## What the task asks
Convert the lines of the material beginning with the one containing "Every instance gets a single point. Point out the man's eyebrow" and continuing through the end of the material into a Markdown table with the columns Row and Line, leaving out any blank lines.

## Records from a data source
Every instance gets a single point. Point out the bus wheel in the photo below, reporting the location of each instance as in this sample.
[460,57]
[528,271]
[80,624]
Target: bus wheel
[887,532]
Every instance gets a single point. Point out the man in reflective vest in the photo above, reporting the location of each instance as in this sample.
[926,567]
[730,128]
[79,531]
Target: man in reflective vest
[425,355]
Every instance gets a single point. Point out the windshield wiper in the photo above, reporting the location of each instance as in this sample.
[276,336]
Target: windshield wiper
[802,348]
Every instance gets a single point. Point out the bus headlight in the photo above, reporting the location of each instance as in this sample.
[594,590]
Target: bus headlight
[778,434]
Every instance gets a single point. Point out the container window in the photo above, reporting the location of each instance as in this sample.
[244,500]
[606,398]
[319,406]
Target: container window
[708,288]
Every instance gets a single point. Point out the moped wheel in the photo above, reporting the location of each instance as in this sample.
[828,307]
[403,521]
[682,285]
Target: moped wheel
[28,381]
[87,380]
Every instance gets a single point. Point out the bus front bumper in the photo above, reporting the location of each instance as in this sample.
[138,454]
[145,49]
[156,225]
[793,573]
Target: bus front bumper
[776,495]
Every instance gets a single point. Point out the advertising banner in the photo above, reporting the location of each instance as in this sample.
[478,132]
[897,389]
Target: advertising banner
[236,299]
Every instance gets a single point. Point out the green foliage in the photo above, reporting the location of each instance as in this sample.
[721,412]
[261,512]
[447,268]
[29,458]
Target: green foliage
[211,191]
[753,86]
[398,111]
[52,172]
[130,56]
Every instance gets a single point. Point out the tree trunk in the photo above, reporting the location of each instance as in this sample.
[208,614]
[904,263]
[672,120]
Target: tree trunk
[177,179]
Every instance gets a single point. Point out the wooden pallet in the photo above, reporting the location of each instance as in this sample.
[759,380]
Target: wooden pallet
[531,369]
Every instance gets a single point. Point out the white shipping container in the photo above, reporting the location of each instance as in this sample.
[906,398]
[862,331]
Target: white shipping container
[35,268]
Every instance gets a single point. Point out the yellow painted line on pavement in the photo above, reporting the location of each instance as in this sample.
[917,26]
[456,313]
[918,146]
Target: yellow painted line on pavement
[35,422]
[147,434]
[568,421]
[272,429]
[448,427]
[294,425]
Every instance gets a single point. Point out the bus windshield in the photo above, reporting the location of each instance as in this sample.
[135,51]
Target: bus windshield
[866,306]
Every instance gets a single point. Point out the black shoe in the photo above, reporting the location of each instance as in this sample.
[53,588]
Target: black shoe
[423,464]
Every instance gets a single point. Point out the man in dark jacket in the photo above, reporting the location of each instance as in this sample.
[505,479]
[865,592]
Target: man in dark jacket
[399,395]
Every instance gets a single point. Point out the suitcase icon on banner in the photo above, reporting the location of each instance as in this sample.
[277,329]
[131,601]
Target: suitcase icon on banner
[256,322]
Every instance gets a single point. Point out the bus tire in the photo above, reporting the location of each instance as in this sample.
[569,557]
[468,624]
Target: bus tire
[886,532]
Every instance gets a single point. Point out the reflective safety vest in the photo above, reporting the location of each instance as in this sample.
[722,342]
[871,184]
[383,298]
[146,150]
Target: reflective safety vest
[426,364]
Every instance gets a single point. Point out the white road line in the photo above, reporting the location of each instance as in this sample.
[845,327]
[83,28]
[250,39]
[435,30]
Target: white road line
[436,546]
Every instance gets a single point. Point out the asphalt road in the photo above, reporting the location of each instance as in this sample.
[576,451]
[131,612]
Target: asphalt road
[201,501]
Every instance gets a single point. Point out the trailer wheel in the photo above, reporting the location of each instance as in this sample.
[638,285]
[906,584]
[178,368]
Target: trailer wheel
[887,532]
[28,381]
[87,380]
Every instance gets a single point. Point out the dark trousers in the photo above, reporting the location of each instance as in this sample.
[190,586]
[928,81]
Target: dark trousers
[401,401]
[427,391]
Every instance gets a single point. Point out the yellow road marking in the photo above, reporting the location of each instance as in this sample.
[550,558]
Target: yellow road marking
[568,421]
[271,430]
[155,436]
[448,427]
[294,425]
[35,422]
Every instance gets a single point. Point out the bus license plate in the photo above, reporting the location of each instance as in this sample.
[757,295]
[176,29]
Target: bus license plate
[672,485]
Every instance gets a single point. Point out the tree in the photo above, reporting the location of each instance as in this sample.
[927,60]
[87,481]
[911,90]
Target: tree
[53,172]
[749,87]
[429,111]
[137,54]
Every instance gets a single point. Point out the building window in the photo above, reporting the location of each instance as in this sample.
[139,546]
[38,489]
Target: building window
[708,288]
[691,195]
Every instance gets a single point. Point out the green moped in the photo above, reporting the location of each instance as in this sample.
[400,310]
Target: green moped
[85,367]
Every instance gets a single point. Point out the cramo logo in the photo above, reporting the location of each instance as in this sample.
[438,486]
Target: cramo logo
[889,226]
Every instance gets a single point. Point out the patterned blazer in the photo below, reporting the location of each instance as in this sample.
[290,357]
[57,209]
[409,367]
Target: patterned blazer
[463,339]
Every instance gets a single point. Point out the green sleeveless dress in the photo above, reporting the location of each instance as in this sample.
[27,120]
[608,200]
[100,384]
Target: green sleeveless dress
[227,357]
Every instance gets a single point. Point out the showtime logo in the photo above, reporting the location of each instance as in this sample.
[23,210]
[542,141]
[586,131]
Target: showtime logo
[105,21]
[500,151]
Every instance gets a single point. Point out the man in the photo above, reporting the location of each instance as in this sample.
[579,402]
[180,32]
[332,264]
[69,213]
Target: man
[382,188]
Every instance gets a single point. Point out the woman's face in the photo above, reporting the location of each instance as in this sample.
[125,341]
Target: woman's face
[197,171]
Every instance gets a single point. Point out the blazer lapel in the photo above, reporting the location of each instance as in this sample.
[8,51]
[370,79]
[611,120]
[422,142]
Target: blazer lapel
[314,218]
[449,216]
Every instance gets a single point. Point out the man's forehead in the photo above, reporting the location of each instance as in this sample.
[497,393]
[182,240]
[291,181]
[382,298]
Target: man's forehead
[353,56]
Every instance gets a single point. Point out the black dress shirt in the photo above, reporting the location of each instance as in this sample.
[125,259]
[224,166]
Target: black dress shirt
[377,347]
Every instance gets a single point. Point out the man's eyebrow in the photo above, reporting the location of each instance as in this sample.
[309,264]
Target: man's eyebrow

## Result of this exercise
| Row | Line |
|---|---|
| 1 | Every instance gets a single point. Point out the man's eyebrow in the photo above, reporting the location of each instance as in this sample. |
| 2 | [309,264] |
| 3 | Target: man's eyebrow |